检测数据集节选
-----

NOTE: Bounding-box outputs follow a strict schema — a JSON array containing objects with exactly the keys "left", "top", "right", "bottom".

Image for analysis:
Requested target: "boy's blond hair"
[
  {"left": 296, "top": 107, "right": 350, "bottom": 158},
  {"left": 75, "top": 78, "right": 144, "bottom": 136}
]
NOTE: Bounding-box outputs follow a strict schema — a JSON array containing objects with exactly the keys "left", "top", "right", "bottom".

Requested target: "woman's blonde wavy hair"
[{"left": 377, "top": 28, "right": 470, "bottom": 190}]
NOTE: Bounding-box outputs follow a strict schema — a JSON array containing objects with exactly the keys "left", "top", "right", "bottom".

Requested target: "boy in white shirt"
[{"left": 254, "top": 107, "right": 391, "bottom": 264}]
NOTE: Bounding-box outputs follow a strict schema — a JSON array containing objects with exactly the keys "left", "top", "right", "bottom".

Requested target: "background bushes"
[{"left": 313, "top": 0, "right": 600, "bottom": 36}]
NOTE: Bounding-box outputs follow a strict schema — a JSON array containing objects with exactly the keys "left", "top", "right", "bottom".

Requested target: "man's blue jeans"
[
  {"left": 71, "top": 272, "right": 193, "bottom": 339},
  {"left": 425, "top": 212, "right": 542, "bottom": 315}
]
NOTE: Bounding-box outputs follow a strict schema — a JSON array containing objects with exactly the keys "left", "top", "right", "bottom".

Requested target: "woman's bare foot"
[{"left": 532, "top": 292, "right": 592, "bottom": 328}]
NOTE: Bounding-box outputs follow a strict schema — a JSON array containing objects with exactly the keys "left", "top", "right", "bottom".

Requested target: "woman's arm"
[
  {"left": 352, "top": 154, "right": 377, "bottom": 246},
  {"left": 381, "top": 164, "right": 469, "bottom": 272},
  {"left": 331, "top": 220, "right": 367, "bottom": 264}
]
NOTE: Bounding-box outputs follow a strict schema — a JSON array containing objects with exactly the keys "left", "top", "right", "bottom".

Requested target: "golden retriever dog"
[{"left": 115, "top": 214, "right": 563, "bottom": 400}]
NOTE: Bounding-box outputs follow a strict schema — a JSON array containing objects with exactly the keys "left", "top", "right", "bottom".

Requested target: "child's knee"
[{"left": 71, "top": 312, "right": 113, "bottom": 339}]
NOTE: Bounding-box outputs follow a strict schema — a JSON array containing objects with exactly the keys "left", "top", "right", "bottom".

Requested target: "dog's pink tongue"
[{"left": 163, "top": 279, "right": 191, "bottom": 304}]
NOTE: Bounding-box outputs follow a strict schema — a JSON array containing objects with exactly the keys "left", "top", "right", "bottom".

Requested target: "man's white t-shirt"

-----

_执行任务:_ 上面的条目中哪些行含有字符串“Requested”？请把这些行逐一提取出来。

_练习答案:_
Requested target: "boy's blond hair"
Requested target: "woman's blonde wavy hair"
Requested target: "boy in white shirt"
Requested target: "background bushes"
Requested target: "man's blue jeans"
Requested target: "woman's bare foot"
Requested target: "woman's arm"
Requested target: "golden retriever dog"
Requested target: "child's knee"
Requested target: "dog's pink tongue"
Requested target: "man's white t-shirt"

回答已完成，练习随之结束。